Exercise prompt
Exactly how many lines of the data below include the string "white"? State the number and nothing more.

Given entries
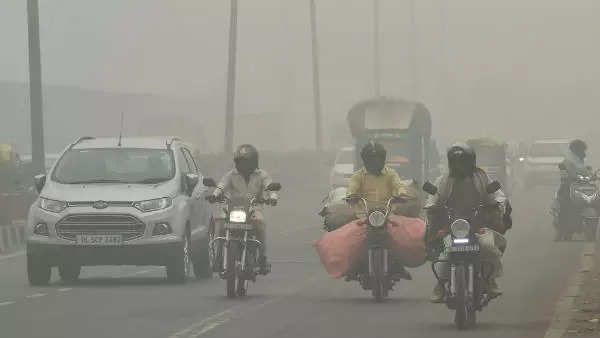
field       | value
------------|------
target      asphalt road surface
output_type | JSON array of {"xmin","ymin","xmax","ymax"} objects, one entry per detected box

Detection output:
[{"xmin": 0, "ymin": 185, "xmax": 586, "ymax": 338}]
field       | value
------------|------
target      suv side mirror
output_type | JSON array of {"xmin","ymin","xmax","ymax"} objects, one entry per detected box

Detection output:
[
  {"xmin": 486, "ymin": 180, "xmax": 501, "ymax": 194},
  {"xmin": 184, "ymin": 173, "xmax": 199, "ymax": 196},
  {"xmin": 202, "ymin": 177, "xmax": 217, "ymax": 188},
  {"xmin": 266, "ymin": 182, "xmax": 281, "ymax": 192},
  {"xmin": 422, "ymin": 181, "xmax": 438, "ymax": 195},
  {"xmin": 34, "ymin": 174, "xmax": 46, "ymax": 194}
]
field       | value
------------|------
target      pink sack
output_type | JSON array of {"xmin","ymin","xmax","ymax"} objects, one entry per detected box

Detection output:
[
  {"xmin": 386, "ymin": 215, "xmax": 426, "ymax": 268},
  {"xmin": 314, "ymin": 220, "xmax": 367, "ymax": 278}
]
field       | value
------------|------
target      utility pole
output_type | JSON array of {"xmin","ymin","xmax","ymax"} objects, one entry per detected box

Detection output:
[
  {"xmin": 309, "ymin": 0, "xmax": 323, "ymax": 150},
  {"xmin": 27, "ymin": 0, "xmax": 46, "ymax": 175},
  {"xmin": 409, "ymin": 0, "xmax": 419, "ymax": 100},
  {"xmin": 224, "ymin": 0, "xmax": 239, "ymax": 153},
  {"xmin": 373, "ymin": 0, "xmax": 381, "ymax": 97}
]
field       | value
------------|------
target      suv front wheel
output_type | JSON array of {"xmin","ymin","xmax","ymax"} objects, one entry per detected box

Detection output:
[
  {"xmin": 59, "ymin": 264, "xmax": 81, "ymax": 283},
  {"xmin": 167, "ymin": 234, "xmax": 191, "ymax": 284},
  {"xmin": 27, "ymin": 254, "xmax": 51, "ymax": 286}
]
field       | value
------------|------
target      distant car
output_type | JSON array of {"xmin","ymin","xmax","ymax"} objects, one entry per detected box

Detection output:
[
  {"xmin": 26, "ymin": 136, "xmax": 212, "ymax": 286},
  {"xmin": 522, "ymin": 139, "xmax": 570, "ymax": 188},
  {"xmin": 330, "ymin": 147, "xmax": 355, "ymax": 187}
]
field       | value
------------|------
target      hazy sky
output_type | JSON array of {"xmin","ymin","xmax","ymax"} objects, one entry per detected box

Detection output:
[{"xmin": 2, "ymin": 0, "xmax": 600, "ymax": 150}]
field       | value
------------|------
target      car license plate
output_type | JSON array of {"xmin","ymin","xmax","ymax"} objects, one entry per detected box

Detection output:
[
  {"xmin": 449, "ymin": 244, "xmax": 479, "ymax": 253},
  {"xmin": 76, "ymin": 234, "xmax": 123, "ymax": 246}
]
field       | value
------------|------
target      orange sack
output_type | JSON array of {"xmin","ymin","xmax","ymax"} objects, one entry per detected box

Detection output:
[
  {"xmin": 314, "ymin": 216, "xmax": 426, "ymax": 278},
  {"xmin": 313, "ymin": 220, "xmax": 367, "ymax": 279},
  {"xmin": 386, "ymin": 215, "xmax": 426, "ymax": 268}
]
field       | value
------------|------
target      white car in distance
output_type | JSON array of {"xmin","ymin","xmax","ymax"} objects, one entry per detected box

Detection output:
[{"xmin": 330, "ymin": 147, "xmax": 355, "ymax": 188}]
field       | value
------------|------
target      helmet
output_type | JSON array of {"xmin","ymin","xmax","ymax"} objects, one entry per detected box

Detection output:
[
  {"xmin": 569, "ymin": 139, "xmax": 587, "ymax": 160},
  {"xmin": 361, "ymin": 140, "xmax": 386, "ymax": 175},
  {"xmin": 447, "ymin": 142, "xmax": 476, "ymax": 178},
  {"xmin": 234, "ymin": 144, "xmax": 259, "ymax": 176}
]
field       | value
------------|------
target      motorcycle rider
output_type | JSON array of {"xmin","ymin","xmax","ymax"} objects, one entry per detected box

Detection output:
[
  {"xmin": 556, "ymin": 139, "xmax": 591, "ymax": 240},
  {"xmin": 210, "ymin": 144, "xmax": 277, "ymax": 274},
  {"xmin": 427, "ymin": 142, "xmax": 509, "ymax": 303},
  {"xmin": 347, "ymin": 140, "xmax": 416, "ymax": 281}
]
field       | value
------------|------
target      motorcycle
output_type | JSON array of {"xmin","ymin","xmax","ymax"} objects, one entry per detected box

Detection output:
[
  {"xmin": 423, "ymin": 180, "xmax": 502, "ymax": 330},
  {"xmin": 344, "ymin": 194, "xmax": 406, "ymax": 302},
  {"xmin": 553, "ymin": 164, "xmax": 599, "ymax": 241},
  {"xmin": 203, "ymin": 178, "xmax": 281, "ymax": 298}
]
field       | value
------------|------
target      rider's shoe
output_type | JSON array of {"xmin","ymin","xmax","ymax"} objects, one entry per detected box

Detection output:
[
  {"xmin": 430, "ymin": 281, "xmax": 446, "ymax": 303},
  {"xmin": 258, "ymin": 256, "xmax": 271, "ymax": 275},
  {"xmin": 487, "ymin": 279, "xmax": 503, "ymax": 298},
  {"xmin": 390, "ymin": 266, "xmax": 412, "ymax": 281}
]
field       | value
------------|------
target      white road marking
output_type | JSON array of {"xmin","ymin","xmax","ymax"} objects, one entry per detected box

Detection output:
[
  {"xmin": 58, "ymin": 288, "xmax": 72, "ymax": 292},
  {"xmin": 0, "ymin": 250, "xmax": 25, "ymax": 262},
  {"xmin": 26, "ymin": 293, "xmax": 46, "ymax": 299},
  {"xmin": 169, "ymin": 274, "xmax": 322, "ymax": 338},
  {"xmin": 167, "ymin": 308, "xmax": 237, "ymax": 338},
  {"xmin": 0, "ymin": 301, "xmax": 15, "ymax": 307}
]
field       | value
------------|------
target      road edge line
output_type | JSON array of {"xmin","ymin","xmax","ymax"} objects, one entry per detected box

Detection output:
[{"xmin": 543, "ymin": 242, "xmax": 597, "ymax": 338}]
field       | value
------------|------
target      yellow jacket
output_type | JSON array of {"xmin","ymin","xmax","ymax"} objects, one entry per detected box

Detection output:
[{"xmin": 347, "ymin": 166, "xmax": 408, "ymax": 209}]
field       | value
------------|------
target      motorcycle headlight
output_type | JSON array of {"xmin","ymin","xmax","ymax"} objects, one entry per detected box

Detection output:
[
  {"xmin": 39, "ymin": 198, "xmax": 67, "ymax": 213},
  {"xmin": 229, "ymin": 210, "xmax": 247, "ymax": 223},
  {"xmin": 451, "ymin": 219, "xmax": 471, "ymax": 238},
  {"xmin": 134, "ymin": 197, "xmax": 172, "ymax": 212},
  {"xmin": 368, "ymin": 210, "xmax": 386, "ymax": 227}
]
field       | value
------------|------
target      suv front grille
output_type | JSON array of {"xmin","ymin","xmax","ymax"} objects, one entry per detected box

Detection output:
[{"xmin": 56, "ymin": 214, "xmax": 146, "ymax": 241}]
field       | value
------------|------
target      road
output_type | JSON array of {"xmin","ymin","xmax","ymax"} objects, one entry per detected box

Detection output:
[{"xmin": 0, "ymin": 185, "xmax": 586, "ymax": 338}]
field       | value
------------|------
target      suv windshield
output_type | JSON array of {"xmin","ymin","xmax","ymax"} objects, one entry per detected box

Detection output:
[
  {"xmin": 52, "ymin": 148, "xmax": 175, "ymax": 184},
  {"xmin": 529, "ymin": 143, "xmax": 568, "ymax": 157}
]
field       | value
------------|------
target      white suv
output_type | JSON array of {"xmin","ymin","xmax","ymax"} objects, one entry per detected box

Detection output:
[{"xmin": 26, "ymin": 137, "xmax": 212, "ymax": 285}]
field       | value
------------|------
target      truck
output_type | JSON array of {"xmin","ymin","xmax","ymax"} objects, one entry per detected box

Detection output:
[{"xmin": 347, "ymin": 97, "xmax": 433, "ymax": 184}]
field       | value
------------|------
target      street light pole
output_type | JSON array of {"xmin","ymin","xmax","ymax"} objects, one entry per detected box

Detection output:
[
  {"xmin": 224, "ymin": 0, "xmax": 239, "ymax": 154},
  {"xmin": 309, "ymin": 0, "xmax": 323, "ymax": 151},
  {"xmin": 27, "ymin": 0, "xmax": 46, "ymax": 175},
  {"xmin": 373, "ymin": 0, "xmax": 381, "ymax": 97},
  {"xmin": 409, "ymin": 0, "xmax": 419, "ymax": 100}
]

==

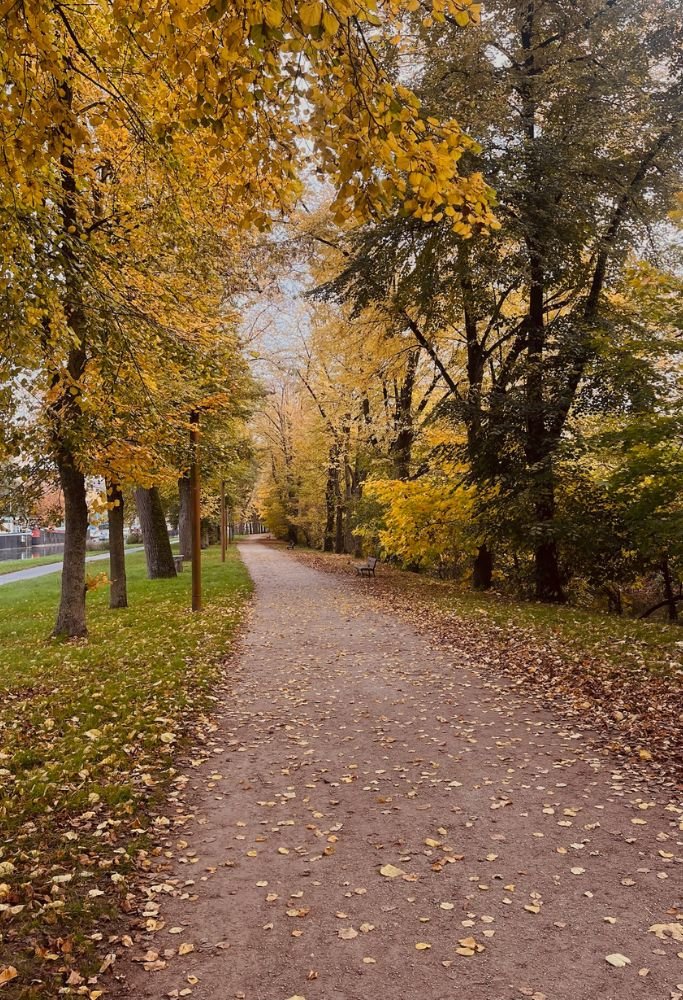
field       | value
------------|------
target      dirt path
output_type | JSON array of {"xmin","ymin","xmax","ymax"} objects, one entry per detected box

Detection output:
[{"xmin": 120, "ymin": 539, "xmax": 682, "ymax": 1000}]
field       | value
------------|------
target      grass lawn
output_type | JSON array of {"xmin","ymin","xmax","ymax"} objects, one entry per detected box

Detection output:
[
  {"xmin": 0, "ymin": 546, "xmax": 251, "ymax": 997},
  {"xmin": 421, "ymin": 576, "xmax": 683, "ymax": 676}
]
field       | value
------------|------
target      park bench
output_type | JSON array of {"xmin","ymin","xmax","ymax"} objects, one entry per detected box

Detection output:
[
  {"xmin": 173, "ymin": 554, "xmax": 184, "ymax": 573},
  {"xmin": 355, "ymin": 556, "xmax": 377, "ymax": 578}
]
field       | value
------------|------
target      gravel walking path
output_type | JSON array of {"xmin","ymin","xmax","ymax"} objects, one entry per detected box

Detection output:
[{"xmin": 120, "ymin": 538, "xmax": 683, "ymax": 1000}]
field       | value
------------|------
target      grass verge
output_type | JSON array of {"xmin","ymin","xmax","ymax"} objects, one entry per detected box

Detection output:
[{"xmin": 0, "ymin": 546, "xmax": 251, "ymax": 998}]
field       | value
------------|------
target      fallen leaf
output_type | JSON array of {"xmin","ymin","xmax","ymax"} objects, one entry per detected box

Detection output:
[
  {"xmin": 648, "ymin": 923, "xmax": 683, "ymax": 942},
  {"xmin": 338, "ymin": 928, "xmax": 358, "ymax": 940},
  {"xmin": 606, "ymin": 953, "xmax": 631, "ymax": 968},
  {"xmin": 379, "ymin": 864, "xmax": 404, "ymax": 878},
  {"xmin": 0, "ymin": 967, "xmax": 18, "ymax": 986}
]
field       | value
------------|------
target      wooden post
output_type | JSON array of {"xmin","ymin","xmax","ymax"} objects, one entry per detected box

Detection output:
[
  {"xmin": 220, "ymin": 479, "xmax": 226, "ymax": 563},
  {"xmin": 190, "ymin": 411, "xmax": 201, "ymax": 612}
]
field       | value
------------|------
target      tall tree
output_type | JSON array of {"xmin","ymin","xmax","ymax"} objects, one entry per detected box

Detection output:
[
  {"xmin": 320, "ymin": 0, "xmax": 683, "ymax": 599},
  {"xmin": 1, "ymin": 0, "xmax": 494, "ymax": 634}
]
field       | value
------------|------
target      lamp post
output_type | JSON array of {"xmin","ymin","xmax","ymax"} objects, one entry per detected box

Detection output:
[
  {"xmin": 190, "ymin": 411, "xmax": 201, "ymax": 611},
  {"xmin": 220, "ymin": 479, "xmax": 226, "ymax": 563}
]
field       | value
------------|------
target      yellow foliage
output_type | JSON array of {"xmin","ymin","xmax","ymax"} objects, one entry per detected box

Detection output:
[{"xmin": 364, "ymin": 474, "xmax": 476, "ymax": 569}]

Expected answer
3